WHAT TO WORK ON —
Please copy the rows below word for word, starting at the line that contains "the metal downspout." and continuing through the last line of the rows.

----- RECORDS FOR PROCESSING

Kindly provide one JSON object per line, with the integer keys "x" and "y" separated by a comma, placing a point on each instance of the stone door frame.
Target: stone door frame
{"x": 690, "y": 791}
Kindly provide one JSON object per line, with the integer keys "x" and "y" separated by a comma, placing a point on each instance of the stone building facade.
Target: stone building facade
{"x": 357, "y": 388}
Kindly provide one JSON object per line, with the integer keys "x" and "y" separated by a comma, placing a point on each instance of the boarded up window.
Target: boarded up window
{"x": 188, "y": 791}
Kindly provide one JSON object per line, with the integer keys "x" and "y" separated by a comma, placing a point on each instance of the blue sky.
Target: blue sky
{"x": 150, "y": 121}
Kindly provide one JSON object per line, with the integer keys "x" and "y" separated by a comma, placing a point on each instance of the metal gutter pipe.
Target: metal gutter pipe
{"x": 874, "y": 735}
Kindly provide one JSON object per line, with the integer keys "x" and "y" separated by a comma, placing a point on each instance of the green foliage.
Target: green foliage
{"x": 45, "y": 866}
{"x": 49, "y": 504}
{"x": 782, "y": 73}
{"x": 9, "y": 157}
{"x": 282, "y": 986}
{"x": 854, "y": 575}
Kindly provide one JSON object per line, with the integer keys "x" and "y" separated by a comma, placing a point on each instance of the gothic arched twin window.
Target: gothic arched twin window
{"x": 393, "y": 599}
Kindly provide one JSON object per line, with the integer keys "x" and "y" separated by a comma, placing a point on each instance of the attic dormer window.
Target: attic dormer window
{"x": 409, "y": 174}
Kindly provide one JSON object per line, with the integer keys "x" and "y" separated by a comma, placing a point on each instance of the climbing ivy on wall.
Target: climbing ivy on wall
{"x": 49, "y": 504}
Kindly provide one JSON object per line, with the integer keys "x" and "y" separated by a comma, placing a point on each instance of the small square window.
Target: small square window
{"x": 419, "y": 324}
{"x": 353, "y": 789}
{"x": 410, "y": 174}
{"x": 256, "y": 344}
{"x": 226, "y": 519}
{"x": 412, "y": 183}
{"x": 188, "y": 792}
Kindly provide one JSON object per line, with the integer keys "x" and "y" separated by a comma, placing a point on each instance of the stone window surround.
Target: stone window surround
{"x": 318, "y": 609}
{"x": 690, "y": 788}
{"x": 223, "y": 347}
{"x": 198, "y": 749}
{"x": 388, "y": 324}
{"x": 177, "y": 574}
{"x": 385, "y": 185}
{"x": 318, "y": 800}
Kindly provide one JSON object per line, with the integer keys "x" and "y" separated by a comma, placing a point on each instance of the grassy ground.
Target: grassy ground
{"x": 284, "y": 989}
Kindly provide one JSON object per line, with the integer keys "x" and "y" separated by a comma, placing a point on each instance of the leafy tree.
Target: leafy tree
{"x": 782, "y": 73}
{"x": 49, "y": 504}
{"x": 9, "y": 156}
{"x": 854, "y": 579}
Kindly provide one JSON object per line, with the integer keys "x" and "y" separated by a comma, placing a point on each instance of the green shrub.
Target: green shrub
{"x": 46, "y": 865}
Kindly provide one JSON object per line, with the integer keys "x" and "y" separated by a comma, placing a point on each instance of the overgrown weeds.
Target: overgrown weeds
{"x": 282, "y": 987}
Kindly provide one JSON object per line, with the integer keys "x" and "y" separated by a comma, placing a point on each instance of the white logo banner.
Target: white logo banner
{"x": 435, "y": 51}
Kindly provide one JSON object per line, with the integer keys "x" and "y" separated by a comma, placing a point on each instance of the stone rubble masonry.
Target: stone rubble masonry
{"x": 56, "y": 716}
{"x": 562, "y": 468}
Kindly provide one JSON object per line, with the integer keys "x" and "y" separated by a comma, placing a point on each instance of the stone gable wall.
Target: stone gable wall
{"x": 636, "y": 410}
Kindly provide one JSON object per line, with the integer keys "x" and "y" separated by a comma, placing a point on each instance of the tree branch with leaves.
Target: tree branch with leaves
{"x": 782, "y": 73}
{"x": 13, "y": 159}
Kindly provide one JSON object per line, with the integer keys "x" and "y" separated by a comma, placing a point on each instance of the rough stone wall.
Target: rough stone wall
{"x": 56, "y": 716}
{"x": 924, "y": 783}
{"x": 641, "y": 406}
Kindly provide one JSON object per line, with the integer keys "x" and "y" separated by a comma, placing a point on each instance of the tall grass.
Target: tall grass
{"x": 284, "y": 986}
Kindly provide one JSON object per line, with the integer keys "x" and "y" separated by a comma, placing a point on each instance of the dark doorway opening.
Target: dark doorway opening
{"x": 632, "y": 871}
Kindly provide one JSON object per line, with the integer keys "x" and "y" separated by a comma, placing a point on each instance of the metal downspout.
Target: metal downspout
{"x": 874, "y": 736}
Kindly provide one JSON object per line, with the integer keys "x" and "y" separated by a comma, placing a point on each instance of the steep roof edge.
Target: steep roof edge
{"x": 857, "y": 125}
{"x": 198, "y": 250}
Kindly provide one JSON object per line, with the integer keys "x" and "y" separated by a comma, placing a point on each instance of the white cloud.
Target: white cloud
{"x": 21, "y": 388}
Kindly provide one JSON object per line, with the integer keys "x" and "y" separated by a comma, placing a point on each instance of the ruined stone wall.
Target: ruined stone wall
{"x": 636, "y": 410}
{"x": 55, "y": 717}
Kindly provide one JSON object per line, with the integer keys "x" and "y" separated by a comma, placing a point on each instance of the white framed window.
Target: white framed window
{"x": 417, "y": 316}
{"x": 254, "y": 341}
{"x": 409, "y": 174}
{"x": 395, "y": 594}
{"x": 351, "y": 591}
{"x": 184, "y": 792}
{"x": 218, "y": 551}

----------

OUTPUT —
Kindly provide one JSON object per line, with the integer keys "x" and "y" separated by a comma, placing a point on each instance of the metal downspout.
Target: metal downspout
{"x": 874, "y": 736}
Kindly provide one JSON object per line, with the integer keys "x" and "y" separated by a comma, placing a point on each instance of the steep roof edge.
Target: steep roof edge
{"x": 857, "y": 125}
{"x": 198, "y": 250}
Kindly provide one JSON object per line, with the integer keys "x" and "y" separated by a comma, placing a point on each instance of the white cloud.
Target: white cloud
{"x": 21, "y": 388}
Kindly provide one JSON object per line, with the integer keys "x" and "y" separated by a comma, placing a point on each instance of the ruined stone wall.
Target: ruined stone wall
{"x": 636, "y": 410}
{"x": 55, "y": 717}
Kindly provide one JSON object per line, with the integer keys "x" and "y" separated by a comma, placing a point on each instance of the white framed window.
Target: white framed window
{"x": 417, "y": 316}
{"x": 254, "y": 341}
{"x": 409, "y": 174}
{"x": 395, "y": 594}
{"x": 351, "y": 591}
{"x": 184, "y": 792}
{"x": 218, "y": 551}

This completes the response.